### Página
BOND –
INSTRUMENTO DA ESCRAVIDÃO
Se é difícil
falar de certas coisas a um determinado nível, mais problemático se torna ainda
tocar pontos de consciência que muitos ainda não alcançaram.
Fui ver o
Skyfall. Grande êxito de bilheteira, aguardado com expectativa pelo mundo dos
adoradores do 007, facturou logo no primeiro fim de semana de exibição 70
milhões de libras. Isto só no Reino Unido. Espera-se que ultrapasse rapidamente
o mais bem sucedido filme da série até hoje, Casino Royale.
Sam Mendes,
o realizador, assegurou-se da utilização de todos os ingredients que vendem um
produto desta ordem: o talento de grandes actores, acção, fantasia, efeitos
especiais espectaculares, armas, morte, violência, machismo, aparatosas perseguições
de carros, dureza, agressividade, velocidade, mulheres que correspondem aos
estereótipos actuais – magrinhas como um alfinete – todas mais ou menos
submetidas ao absurdo herói Bond. Nem M, a patroa do MI6 escapa à regra pois,
sob a mascara da dureza, encobre um fraquinho pelo agente secreto.
E Sam Mendes
dispôs, é claro, de um orçamento ultra-generoso para a sua mediatica obra (200
milhões de dólares Americanos). Apesar de cortado, imagine-se.

### Dados apresentados
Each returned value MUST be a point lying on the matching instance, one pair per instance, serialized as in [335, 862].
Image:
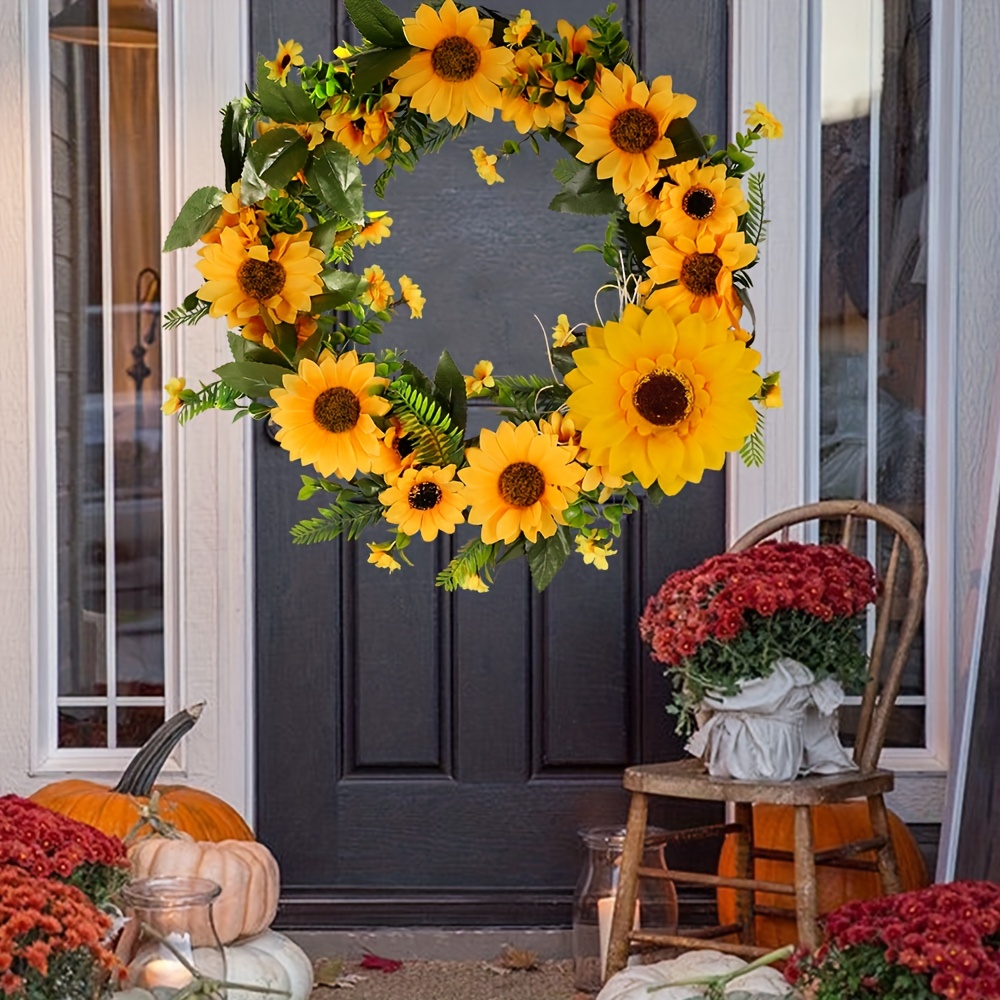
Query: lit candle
[165, 972]
[605, 914]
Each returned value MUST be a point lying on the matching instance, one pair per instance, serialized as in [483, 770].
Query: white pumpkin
[633, 983]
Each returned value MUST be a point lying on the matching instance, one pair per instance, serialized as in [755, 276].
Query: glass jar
[169, 935]
[594, 899]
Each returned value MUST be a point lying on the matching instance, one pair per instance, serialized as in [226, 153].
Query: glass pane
[108, 375]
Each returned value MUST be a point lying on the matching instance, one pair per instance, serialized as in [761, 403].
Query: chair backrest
[904, 558]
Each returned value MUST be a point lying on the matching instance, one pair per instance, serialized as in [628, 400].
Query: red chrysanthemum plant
[731, 617]
[49, 845]
[50, 940]
[943, 941]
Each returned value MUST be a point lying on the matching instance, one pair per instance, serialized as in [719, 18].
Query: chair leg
[743, 814]
[628, 885]
[805, 879]
[888, 865]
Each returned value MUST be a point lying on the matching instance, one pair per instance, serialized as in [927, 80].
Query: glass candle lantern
[594, 899]
[169, 936]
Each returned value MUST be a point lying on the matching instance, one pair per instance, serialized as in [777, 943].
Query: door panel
[426, 757]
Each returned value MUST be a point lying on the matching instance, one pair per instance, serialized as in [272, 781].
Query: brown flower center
[424, 496]
[664, 397]
[634, 130]
[698, 273]
[337, 409]
[260, 279]
[455, 59]
[699, 203]
[521, 484]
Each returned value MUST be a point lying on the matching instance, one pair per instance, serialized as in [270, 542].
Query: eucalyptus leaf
[200, 212]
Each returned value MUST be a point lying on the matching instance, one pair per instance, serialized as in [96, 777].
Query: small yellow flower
[594, 553]
[173, 402]
[481, 378]
[562, 332]
[287, 57]
[379, 292]
[380, 556]
[376, 230]
[770, 127]
[486, 165]
[518, 30]
[410, 293]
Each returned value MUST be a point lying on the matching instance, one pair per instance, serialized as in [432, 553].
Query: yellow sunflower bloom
[622, 126]
[459, 71]
[173, 402]
[660, 399]
[518, 481]
[378, 293]
[594, 552]
[759, 116]
[486, 165]
[410, 293]
[240, 279]
[700, 199]
[380, 556]
[325, 414]
[519, 28]
[376, 230]
[289, 55]
[703, 272]
[426, 500]
[481, 378]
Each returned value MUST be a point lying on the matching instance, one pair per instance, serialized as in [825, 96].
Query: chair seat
[688, 779]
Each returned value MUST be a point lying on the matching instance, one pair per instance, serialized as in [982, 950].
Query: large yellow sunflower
[426, 500]
[519, 481]
[623, 126]
[239, 279]
[701, 199]
[325, 414]
[703, 272]
[459, 71]
[662, 400]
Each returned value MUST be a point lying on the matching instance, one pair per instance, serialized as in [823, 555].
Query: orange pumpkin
[119, 811]
[833, 825]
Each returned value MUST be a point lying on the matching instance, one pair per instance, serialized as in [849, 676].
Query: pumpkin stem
[145, 766]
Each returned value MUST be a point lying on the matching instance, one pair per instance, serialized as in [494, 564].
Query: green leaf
[200, 212]
[278, 155]
[376, 22]
[252, 378]
[546, 557]
[371, 68]
[283, 104]
[335, 174]
[450, 385]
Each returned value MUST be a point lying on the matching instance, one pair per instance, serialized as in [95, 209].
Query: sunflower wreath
[640, 404]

### Objetivo
Segundo a página sobre o Skyfall, quanto faturou o filme no Reino Unido no primeiro fim de semana de exibição? Os registos provêm de outra fonte.

### Resultado
70 milhões de libras.